Texto proporcionado:
La sola mención del episodio se antoja como tomada del realismo mágico, y Edmundo parece confirmarlo en su propia narración:
“Me comisionan para hacer el reportaje y en la estación de Buenavista compro, para leer en el trayecto, Por el camino de Swann. En ese tiempo yo no sabía quién era Proust. Allá en la sierra lo leí. Nos alojaron en un cuarto lleno de carabinas, machetes y pistolas y en la noche lo empecé a leer: me fascinó desde el principio. Entré a Proust de manera muy fácil, siendo tan difícil. Fue una cosa natural, inmediata. Me atrapó desde el principio y seguí …”
Después su, digamos, no-conversión al periodismo:
“Otro de mis grandes errores fue que en lugar de seguir siendo reportero, volví a las cosas internas de Hoy. Fue mi gran momento, ¡carajo!, y debí haberle pedido a don Regino seguir como reportero. Pero no sé, tenía yo falta de fe, de confianza en mí mismo. ¡Había yo dudado tanto! ¡Tenía dudas de que pudiera, de que supiera escribir.”
A la distancia, los beneficiarios de la obra de Valdés tenemos que agradecer esos conflictos que lo agobiaron. De aquel viaje -y de otras situaciones que vivió en los años siguientes- tenemos una pieza periodística que hoy ya sólo conocemos de oídas, pero a cambio nos quedan dos cuentos que seguimos disfrutando: Las raíces irritadas y Al jalar el gatillo.
En nuestras Conversaciones dedicamos interminables horas a discutir si hay o no consanguineidad entre periodismo y literatura, tema recurrente que agobia a quienes tienen un pie en cada comarca.
Al final de uno de esos encuentros, en donde nos enredamos el tema como si fuese un imaginario queso oaxaqueño, Edmundo se exasperó. “¡No!”, dijo tajante, casi violento. “¡El periodismo no aporta nada a la literatura!”.
Pero otra tarde, muy avanzada la charla, muy acalorada la reflexión, muy repetidos los güisquis, tuvo que admitir:
“Fíjate que por primera vez me estoy dando cuenta de que el periodismo sí me aportó personajes, ambientes, situaciones, para varios de mis cuentos. Es decir, nacieron por otras motivaciones y el periodismo me dio el complemento, me dio el ambiente, me dio algunos personajes, me dio algunas otras cosas para la obra literaria”.
Entre algunas de esas “otras cosas” Edmundo recibió del periodismo la anécdota verídica que, como al orfebre que a partir de un tosco pedazo de metal teje una cadena de frágiles y delicados eslabones, fue la semilla del más conocido de sus cuentos: La muerte tiene permiso.

Tarea indicada 1:
¿Qué líneas de los registros contienen la palabra "slat"? Localízalas y cópialas todas.
El texto y los registros proceden de fuentes distintas.

Registros proporcionados:

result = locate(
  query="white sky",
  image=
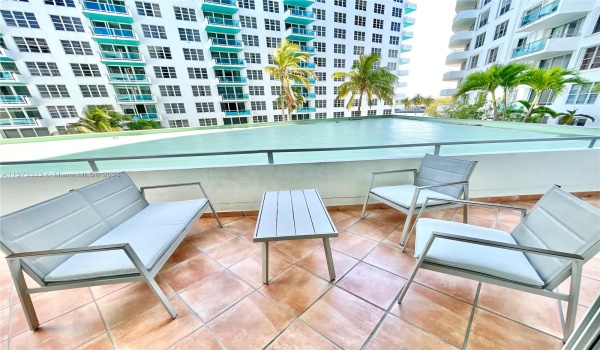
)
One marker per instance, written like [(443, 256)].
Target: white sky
[(432, 31)]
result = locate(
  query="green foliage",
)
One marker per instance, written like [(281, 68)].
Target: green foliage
[(363, 79)]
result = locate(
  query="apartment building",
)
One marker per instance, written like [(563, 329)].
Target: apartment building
[(184, 63), (545, 33)]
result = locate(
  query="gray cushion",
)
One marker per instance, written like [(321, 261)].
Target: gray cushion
[(116, 199), (562, 222), (500, 263), (403, 195), (150, 232), (67, 221), (437, 170)]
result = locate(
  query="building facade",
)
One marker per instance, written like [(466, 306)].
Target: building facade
[(183, 63), (545, 33)]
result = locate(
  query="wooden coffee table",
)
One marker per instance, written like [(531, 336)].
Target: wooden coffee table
[(288, 215)]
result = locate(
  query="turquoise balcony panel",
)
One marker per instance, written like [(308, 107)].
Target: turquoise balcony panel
[(299, 34), (18, 122), (222, 25), (226, 45), (229, 63), (299, 3), (540, 13), (106, 12), (135, 98), (228, 7), (232, 81), (299, 16)]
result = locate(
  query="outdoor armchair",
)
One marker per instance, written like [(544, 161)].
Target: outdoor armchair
[(550, 244), (441, 177)]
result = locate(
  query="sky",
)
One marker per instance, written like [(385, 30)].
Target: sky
[(432, 31)]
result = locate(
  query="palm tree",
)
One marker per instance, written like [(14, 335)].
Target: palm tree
[(286, 68), (568, 117), (100, 119), (509, 77), (363, 79), (553, 78)]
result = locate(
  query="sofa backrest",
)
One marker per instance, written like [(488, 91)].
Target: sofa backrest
[(437, 170), (67, 221), (116, 199), (562, 222)]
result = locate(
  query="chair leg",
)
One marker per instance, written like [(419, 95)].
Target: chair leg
[(24, 297)]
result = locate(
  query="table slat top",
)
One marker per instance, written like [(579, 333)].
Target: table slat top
[(297, 214)]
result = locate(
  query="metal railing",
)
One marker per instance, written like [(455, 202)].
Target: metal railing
[(539, 13), (437, 146)]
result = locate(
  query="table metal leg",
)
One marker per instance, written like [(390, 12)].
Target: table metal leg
[(266, 262), (329, 258)]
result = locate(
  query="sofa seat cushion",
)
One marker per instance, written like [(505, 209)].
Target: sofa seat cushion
[(506, 264), (403, 195), (150, 233)]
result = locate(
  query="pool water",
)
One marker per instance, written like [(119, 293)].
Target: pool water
[(345, 133)]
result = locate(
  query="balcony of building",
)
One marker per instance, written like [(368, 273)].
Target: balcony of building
[(114, 36), (97, 11), (232, 81), (546, 48), (460, 39), (464, 20), (226, 45), (299, 34), (228, 7), (299, 16), (457, 58), (454, 75), (229, 63), (550, 15), (222, 25)]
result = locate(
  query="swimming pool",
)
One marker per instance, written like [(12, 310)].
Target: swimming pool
[(318, 134)]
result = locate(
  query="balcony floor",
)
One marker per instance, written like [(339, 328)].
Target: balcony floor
[(214, 282)]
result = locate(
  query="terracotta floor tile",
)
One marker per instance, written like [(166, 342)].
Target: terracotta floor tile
[(372, 284), (99, 343), (189, 272), (300, 337), (251, 323), (458, 287), (233, 251), (317, 264), (390, 217), (371, 229), (490, 331), (200, 339), (292, 251), (156, 329), (348, 327), (182, 253), (532, 310), (392, 260), (210, 239), (70, 330), (295, 289), (435, 312), (130, 301), (250, 269), (215, 294), (241, 225), (354, 245), (395, 333)]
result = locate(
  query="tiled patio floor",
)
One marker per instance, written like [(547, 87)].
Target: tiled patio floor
[(214, 282)]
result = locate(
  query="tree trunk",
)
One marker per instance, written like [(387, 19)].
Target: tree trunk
[(530, 110), (494, 106)]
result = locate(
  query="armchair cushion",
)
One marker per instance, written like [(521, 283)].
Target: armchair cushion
[(150, 232), (403, 195), (500, 263)]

Tarea indicada 2:
Reproduce el pasaje del texto que empieza con "A la distancia, los" y sigue hasta "jalar el gatillo.".

Respuesta escrita 1:
  query="table slat top",
Target: table slat top

Respuesta escrita 2:
A la distancia, los beneficiarios de la obra de Valdés tenemos que agradecer esos conflictos que lo agobiaron. De aquel viaje -y de otras situaciones que vivió en los años siguientes- tenemos una pieza periodística que hoy ya sólo conocemos de oídas, pero a cambio nos quedan dos cuentos que seguimos disfrutando: Las raíces irritadas y Al jalar el gatillo.